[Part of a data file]

+--

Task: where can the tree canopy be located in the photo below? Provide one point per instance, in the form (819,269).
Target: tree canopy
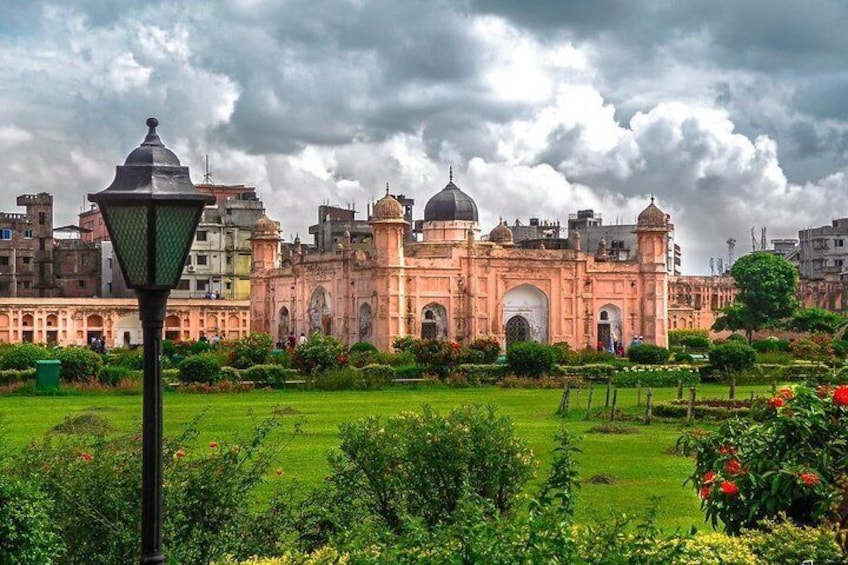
(767,284)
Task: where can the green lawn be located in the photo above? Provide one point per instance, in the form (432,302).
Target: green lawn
(639,462)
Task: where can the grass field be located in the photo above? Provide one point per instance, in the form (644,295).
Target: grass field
(640,463)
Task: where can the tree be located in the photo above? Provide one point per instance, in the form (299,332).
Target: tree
(767,285)
(815,320)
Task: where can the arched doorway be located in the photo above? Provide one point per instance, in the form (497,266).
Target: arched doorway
(434,322)
(365,322)
(530,304)
(320,312)
(609,328)
(517,329)
(283,327)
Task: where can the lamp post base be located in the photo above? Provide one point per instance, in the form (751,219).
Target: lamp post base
(152,306)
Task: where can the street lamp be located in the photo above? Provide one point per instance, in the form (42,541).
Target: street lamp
(151,211)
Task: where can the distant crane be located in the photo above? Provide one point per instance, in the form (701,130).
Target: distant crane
(761,244)
(731,244)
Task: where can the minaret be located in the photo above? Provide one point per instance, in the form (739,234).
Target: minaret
(652,229)
(388,228)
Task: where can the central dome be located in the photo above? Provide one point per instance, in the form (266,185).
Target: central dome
(449,205)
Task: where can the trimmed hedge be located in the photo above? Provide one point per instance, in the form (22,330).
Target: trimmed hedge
(706,409)
(274,376)
(10,376)
(657,378)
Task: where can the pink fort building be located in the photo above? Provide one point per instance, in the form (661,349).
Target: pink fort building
(452,285)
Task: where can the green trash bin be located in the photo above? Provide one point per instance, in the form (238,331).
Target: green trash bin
(47,372)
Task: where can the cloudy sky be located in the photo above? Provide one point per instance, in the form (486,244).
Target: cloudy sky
(732,112)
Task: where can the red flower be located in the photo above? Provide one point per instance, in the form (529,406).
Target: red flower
(776,402)
(733,466)
(809,479)
(728,488)
(840,395)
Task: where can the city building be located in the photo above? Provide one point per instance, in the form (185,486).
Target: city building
(822,252)
(453,285)
(218,264)
(76,321)
(26,248)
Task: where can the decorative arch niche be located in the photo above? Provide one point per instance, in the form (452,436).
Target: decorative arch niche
(609,327)
(434,321)
(320,311)
(365,323)
(525,314)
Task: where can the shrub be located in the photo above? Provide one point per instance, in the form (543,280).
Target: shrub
(268,375)
(10,376)
(788,457)
(320,353)
(128,358)
(732,357)
(93,485)
(648,354)
(770,345)
(423,465)
(112,375)
(27,529)
(656,379)
(363,346)
(784,542)
(79,363)
(438,357)
(252,349)
(490,347)
(24,356)
(530,359)
(203,368)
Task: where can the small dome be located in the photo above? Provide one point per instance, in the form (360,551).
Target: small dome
(449,205)
(501,234)
(387,208)
(652,217)
(265,226)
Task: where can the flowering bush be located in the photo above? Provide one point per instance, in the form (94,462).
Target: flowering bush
(79,363)
(489,346)
(733,357)
(790,457)
(530,359)
(422,465)
(252,349)
(320,353)
(23,356)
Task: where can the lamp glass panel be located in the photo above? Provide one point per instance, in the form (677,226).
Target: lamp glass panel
(128,231)
(175,226)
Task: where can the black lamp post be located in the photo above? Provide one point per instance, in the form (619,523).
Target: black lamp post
(151,211)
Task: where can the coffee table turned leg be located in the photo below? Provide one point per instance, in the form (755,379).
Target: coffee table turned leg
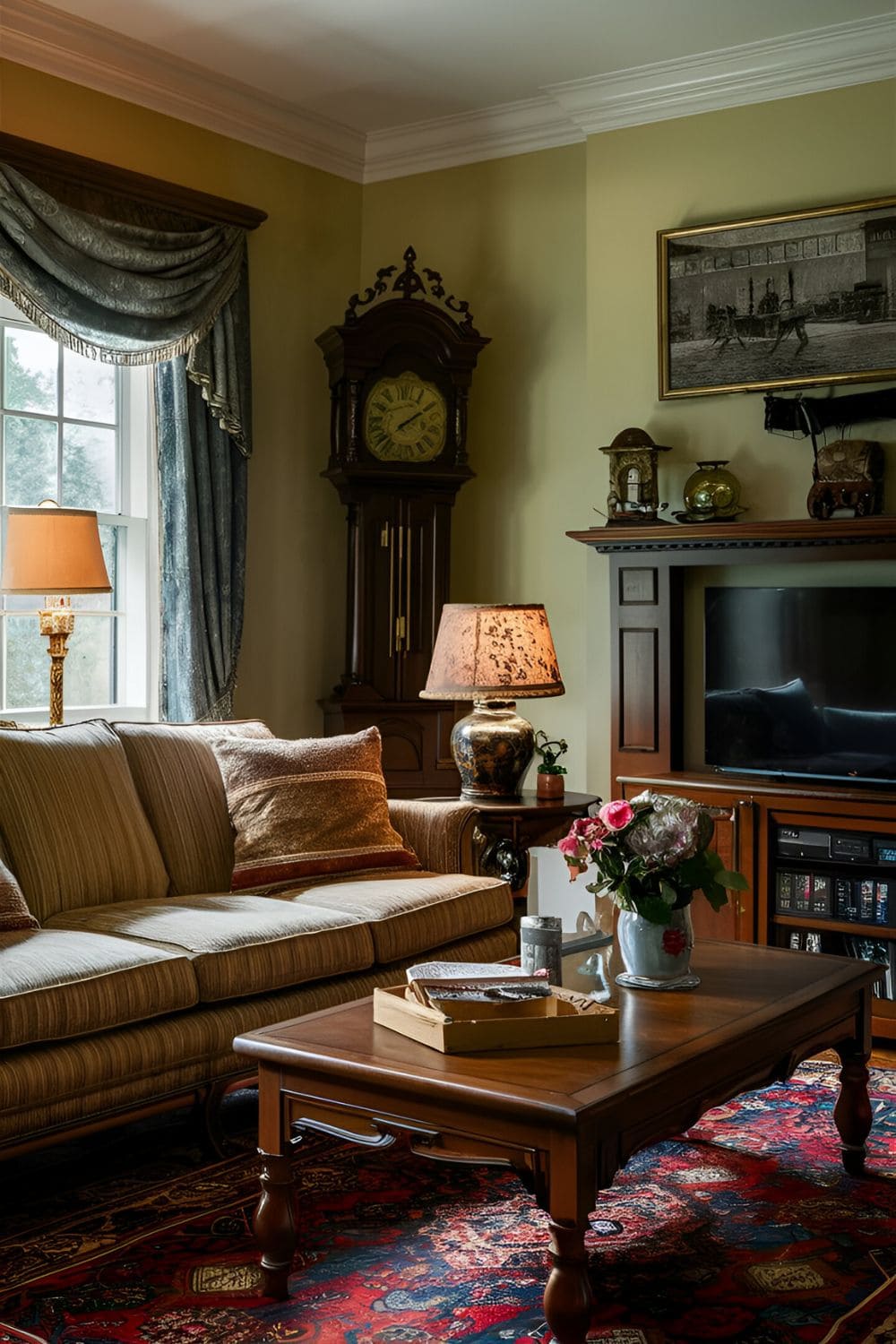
(852,1112)
(274,1225)
(568,1298)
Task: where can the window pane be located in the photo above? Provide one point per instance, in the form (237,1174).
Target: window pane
(89,389)
(30,461)
(88,669)
(31,366)
(89,468)
(27,664)
(101,601)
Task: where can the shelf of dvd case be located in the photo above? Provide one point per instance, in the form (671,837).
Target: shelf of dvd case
(864,946)
(866,900)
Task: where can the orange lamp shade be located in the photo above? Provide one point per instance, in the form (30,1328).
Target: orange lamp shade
(53,550)
(493,653)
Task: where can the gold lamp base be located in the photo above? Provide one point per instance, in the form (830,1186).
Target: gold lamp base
(56,623)
(492,749)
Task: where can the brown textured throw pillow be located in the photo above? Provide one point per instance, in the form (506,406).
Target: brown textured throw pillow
(13,909)
(308,808)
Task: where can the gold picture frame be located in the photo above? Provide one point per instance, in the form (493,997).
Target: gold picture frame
(788,300)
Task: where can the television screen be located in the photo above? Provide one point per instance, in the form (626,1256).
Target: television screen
(801,682)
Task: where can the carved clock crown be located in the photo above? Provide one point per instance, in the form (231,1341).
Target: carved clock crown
(405,323)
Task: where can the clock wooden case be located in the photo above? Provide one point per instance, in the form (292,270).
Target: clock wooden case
(400,367)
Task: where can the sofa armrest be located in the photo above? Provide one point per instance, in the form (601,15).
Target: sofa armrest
(438,831)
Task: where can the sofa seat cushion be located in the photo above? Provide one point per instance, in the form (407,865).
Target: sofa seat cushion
(58,983)
(409,913)
(238,943)
(183,795)
(73,827)
(308,808)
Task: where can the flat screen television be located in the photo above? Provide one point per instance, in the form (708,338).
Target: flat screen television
(801,682)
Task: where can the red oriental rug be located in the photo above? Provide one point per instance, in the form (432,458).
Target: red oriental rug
(745,1230)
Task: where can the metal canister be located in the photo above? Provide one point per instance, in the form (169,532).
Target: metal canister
(540,945)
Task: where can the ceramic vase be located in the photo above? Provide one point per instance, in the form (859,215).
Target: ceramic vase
(656,956)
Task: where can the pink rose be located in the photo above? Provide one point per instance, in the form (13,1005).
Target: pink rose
(568,846)
(675,941)
(616,814)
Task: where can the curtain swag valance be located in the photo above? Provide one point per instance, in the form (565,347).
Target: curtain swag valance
(129,295)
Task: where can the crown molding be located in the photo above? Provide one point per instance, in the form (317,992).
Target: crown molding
(756,72)
(513,128)
(56,43)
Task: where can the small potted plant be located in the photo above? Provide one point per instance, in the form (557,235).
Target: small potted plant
(549,780)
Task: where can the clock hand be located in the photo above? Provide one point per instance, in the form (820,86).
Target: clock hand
(409,419)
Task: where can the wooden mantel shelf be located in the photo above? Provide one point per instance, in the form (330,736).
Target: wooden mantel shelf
(729,537)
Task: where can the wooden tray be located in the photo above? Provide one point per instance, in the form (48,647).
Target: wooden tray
(564,1019)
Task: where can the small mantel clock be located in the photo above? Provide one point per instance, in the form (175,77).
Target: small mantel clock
(401,367)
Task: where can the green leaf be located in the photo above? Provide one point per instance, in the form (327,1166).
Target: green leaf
(668,892)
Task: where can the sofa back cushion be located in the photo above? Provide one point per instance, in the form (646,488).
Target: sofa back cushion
(72,822)
(308,808)
(183,793)
(13,908)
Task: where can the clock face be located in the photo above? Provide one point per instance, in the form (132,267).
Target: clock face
(405,419)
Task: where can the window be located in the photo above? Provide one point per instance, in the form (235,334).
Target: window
(80,432)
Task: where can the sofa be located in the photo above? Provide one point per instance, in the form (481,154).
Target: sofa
(142,927)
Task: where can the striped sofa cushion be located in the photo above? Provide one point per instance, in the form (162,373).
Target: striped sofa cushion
(56,986)
(13,908)
(183,793)
(308,808)
(72,822)
(410,913)
(238,943)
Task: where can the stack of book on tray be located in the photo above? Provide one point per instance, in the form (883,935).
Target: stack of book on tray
(438,984)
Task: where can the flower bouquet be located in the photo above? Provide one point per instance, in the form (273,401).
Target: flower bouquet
(650,855)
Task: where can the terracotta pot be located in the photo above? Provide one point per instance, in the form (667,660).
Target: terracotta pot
(549,785)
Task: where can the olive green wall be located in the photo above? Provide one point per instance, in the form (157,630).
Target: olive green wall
(556,254)
(735,164)
(304,265)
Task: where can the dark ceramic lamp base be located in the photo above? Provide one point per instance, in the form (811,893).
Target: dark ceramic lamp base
(492,747)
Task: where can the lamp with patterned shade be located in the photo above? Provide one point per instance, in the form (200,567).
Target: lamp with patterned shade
(54,551)
(493,656)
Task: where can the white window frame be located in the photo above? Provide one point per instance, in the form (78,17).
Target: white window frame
(137,616)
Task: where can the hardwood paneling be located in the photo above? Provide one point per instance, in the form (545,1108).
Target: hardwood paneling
(638,671)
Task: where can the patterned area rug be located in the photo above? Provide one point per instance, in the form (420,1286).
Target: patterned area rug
(745,1230)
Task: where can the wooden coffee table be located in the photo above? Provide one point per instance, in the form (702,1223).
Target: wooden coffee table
(565,1120)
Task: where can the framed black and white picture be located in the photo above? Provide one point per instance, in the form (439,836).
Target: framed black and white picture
(780,300)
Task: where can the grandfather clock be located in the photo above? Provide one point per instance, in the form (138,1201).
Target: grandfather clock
(400,371)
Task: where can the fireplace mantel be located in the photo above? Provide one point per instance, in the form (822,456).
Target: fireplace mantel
(627,538)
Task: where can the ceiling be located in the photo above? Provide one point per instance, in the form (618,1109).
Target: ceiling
(360,73)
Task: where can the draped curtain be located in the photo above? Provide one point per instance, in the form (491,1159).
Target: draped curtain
(132,293)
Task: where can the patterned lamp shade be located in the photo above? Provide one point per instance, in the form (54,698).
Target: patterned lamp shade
(493,656)
(492,653)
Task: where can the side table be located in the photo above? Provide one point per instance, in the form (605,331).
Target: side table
(508,828)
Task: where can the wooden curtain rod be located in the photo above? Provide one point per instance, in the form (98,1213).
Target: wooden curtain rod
(30,156)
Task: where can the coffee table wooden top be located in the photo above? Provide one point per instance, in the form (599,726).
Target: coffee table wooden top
(565,1118)
(755,1008)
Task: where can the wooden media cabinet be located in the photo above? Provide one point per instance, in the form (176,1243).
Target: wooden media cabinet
(771,828)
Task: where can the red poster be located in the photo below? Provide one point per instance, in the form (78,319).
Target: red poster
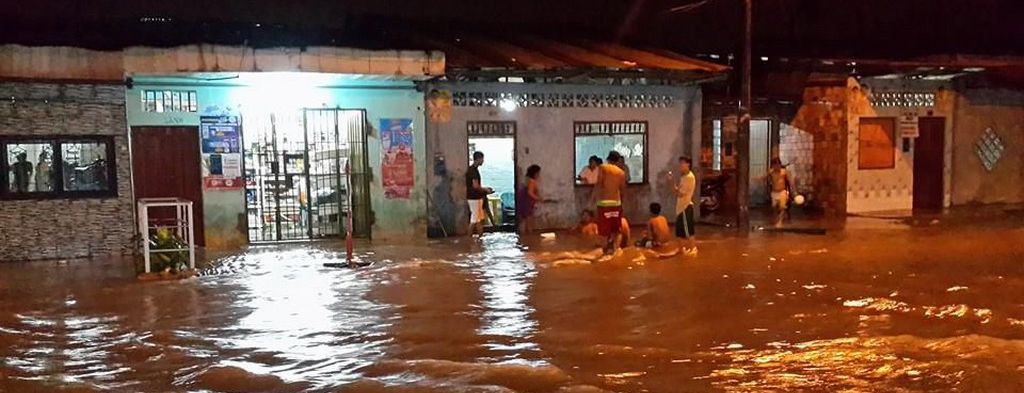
(397,171)
(211,182)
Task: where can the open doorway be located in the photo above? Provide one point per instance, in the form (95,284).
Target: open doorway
(154,178)
(929,151)
(305,173)
(497,141)
(759,156)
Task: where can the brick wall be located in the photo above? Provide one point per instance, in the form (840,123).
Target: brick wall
(67,228)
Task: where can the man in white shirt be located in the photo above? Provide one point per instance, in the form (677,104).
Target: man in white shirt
(589,173)
(685,218)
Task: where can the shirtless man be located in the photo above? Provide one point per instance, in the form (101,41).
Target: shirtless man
(778,180)
(608,194)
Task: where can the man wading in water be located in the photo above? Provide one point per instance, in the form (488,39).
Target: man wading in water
(608,193)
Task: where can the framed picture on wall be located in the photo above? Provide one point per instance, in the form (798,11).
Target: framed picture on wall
(877,143)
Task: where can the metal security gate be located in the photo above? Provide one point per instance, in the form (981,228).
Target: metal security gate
(296,184)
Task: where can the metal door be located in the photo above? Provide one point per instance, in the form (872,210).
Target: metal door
(339,180)
(760,147)
(276,178)
(152,147)
(297,187)
(929,149)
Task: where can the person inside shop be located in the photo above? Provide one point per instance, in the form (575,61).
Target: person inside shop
(476,194)
(588,175)
(23,173)
(527,200)
(608,197)
(44,182)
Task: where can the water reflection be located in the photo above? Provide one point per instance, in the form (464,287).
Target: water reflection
(506,277)
(762,314)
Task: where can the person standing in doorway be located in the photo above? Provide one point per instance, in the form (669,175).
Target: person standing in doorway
(685,218)
(778,181)
(476,194)
(608,193)
(44,181)
(23,173)
(588,175)
(626,169)
(527,200)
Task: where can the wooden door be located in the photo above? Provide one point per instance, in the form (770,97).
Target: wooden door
(928,164)
(166,164)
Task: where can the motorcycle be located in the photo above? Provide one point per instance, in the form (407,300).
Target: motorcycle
(713,191)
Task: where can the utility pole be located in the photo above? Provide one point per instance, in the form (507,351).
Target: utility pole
(743,128)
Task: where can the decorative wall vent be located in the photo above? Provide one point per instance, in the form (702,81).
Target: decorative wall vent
(465,98)
(902,98)
(989,148)
(491,128)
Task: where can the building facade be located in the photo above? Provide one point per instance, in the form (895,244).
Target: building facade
(184,123)
(893,142)
(558,127)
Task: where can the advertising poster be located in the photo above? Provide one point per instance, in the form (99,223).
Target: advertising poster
(396,164)
(220,134)
(220,137)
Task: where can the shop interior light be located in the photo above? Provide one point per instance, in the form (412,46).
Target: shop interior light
(508,104)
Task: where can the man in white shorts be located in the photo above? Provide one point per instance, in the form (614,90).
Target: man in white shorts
(778,180)
(476,195)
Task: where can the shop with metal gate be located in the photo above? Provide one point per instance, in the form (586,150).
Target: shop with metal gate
(292,157)
(304,173)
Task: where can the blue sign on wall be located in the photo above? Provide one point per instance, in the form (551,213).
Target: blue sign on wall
(220,134)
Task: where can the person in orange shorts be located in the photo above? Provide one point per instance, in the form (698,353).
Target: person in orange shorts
(657,232)
(587,225)
(608,194)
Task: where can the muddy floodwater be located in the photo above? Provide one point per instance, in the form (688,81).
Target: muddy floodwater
(873,309)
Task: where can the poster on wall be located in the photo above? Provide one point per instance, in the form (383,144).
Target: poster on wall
(221,146)
(908,125)
(222,171)
(396,164)
(220,134)
(439,105)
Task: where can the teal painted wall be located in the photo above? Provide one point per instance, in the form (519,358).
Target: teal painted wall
(224,211)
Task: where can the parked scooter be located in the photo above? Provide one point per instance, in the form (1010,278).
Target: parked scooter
(713,191)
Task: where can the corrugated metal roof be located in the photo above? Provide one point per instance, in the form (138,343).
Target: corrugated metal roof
(534,55)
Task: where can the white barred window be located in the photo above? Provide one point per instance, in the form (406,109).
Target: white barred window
(169,100)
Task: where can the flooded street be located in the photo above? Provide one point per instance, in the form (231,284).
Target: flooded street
(886,309)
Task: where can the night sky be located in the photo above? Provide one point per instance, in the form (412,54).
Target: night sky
(877,29)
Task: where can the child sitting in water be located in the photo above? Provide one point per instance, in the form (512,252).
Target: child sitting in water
(587,225)
(625,231)
(657,228)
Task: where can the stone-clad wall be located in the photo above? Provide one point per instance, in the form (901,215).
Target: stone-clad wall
(67,228)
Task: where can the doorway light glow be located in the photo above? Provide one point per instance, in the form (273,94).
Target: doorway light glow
(508,104)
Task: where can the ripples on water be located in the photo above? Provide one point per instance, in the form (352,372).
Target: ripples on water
(793,313)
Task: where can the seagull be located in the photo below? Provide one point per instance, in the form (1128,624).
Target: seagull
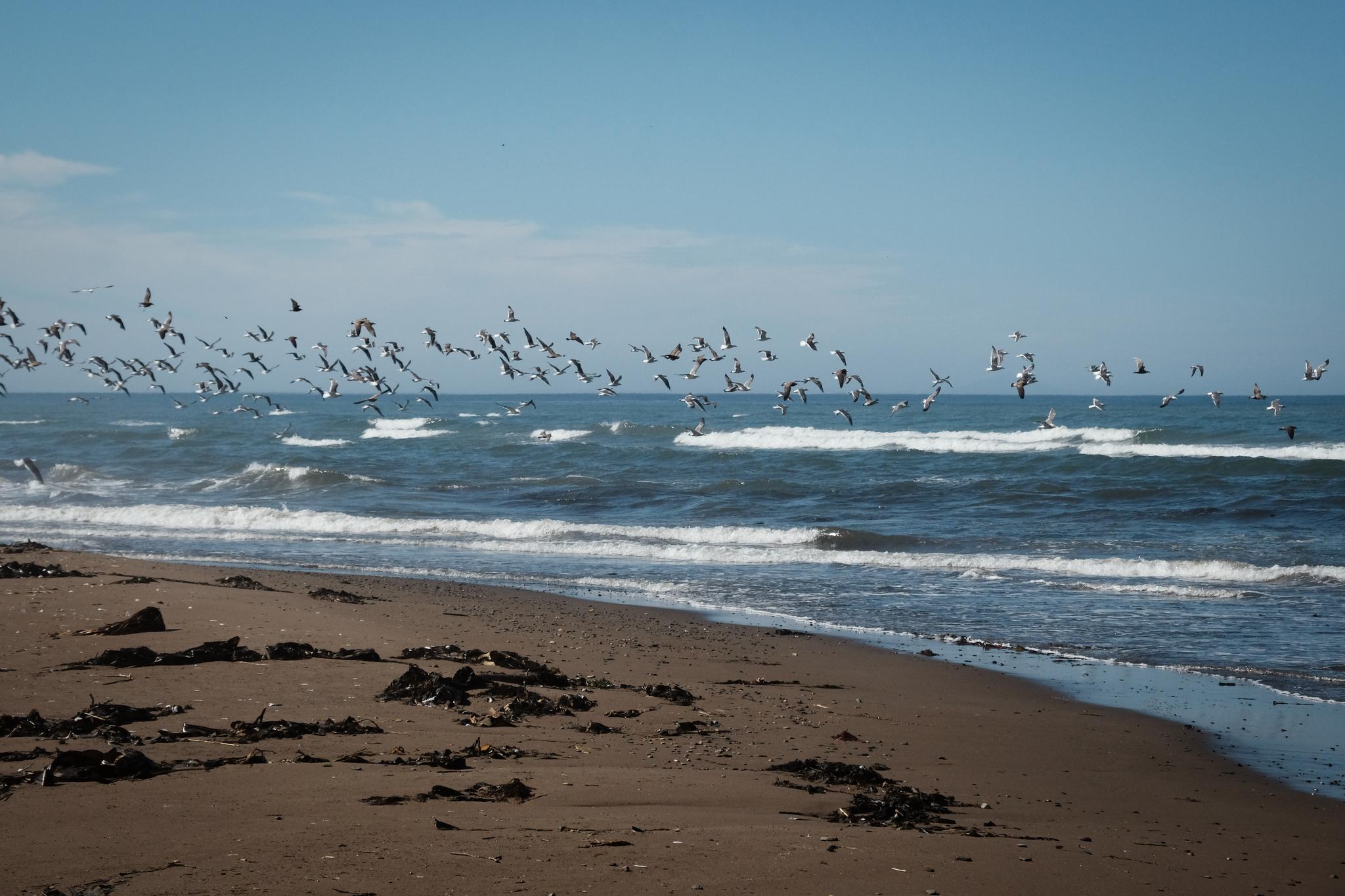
(27,461)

+--

Set task: With pictures left out, repeat exactly the lines from the line bearing "Task: where can the night" through the final line of the records above.

Exercise solution:
Task: where can the night sky be located in the photo above? Provide one point per instance, in the form (412,54).
Target: night sky
(877,29)
Task: where can the child sitting in water be located in the photo above? Provide one point per instance, in the form (512,252).
Target: child sitting in water
(587,225)
(625,231)
(657,228)
Task: where can the stone-clad wall be located in the photo above? Provide one point per instance, in the form (901,215).
Target: stone-clad wall
(67,228)
Task: where can the doorway light glow be located in the photo above? Provide one point per instance, in the form (273,94).
Target: doorway light glow
(508,104)
Task: where can the ripples on water be located in the photo above? Provide one point per instance, in the form (352,372).
Target: ripples on water
(793,313)
Task: where can the seagull be located in the photo below? Provide one point per instance, in the form (1128,624).
Target: seagull
(27,461)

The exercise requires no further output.